▶ Written exercise
With the pictures omitted, write out the entries that follow exactly as they stand.

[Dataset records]
#####

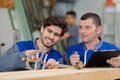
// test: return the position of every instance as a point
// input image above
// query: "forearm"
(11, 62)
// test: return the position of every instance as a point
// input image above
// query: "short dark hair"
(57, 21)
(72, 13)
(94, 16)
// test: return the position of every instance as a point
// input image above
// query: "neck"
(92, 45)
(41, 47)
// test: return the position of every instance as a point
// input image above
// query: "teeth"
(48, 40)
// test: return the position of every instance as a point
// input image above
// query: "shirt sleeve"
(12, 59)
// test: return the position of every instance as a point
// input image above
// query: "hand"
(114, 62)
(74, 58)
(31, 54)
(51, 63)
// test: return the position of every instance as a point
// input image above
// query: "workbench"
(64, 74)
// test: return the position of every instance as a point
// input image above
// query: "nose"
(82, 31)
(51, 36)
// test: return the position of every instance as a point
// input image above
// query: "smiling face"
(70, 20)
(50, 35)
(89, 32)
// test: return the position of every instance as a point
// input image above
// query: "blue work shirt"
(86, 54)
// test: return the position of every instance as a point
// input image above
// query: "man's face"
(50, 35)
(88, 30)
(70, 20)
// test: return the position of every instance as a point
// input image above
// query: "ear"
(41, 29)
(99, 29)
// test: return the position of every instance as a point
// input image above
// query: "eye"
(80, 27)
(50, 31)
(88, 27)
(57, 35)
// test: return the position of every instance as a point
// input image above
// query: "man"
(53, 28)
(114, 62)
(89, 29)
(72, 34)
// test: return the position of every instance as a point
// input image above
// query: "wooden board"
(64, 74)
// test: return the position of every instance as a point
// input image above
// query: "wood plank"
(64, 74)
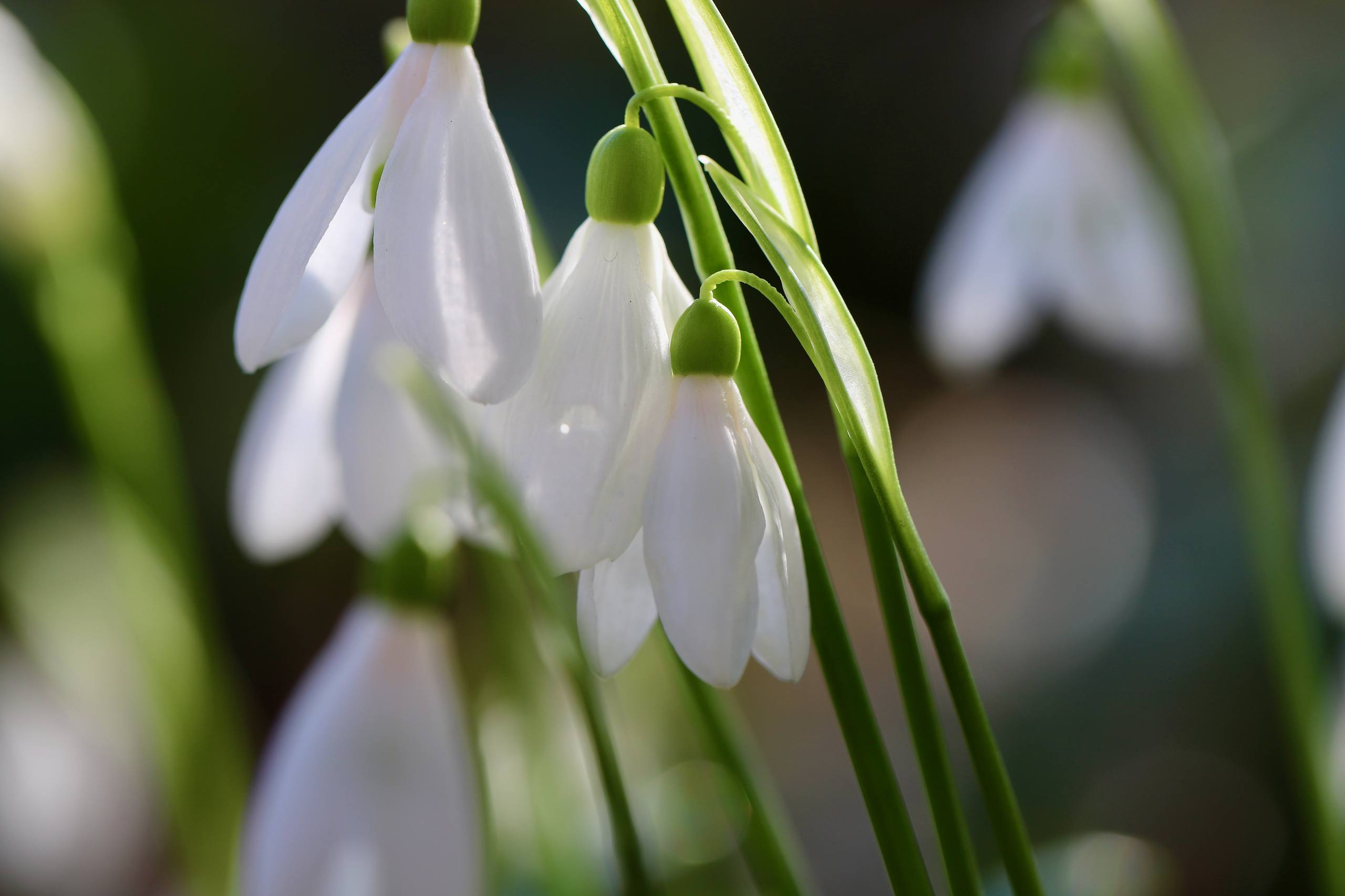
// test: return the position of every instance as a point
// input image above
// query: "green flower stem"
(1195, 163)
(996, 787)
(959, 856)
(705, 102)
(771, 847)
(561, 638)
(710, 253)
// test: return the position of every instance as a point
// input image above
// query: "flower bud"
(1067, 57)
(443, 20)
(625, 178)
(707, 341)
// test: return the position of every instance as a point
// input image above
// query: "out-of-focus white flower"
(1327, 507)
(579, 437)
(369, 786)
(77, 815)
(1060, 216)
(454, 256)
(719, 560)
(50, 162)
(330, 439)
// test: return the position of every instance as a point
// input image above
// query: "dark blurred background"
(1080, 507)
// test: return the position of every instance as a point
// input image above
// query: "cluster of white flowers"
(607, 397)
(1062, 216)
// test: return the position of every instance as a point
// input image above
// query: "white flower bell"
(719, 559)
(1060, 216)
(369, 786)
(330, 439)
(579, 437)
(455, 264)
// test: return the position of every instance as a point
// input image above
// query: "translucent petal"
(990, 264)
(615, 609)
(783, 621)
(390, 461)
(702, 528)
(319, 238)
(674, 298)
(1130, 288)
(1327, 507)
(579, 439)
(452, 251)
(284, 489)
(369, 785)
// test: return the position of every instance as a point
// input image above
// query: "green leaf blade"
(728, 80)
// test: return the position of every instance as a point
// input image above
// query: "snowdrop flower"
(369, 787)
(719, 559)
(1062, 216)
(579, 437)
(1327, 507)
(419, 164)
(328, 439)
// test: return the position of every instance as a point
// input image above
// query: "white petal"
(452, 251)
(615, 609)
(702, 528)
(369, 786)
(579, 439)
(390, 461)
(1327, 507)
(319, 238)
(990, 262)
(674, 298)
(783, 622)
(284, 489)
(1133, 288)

#####

▶ Task response
// test: return the position of every instance as a point
// input image above
// query: "forearm"
(11, 62)
// test: return the position of every instance as a point
// input image above
// query: "short dark hair"
(57, 21)
(72, 13)
(94, 16)
// test: return the position of every instance as a point
// input image above
// query: "neck"
(92, 45)
(41, 47)
// test: return the position of every instance as a point
// input image above
// query: "teeth"
(48, 40)
// test: return the position of every instance as a point
// input image above
// query: "shirt sleeve"
(12, 59)
// test: return the position of every instance as a point
// input image above
// query: "hand"
(114, 62)
(74, 58)
(31, 54)
(51, 63)
// test: return the position of every instance as a point
// input image above
// query: "workbench"
(64, 74)
// test: return the position of every instance as a point
// input image above
// query: "nose"
(82, 31)
(51, 36)
// test: return the position of every instance as a point
// input image above
// query: "smiling face"
(70, 20)
(50, 35)
(89, 32)
// test: return the position of every instance as a point
// input image above
// query: "blue work shirt"
(86, 54)
// test: return the position of every instance as a point
// input image above
// query: "man's face"
(50, 35)
(88, 30)
(70, 20)
// test: return the position of every instance as a point
// input image above
// query: "ear"
(41, 29)
(99, 29)
// test: return the position of every instance as a point
// input image above
// query: "eye"
(80, 27)
(50, 31)
(88, 27)
(57, 35)
// test: return the position of every instance as a point
// input image above
// query: "man"
(53, 28)
(114, 62)
(89, 29)
(72, 34)
// test: return the position of every instance as a point
// input image above
// query: "wooden board"
(64, 74)
// test: return the position of every instance as a point
// input image above
// query: "wood plank"
(64, 74)
// test: return the position of every instance as a point
// input image above
// query: "green flower stem"
(1195, 163)
(996, 787)
(959, 856)
(705, 102)
(771, 847)
(561, 638)
(710, 253)
// test: return the position of every instance as a point
// input image above
// query: "flower bud"
(1067, 57)
(443, 20)
(625, 178)
(707, 341)
// test: return the position of every instance as a point
// input image above
// query: "out-of-focus white flower"
(1327, 507)
(579, 437)
(369, 786)
(77, 815)
(1060, 216)
(454, 256)
(719, 560)
(50, 162)
(330, 439)
// test: return the position of every instance as a point
// input image above
// query: "dark blurred background"
(1080, 507)
// test: return the position of every instance as a point
// input image above
// query: "cluster of white flowers"
(607, 397)
(1062, 216)
// test: return the position of every instance as a point
// input image above
// query: "white flower bell"
(719, 559)
(1060, 216)
(369, 786)
(330, 439)
(579, 437)
(455, 264)
// test: return the position of every instance as a point
// input image above
// query: "translucent petal"
(990, 264)
(615, 609)
(783, 621)
(390, 461)
(702, 528)
(319, 238)
(674, 298)
(1130, 288)
(1327, 507)
(579, 439)
(452, 251)
(284, 489)
(369, 785)
// test: return the position of every instance as a point
// input image above
// query: "green leaf blade"
(728, 80)
// test: return the position of every instance as a point
// input image above
// query: "snowdrop flower"
(369, 787)
(719, 559)
(1062, 216)
(579, 437)
(1327, 507)
(419, 164)
(328, 439)
// test: return the position of every instance as a point
// input image above
// query: "white petal"
(452, 251)
(615, 609)
(702, 528)
(369, 786)
(579, 439)
(390, 461)
(1327, 507)
(319, 238)
(990, 262)
(674, 298)
(783, 622)
(284, 489)
(1133, 288)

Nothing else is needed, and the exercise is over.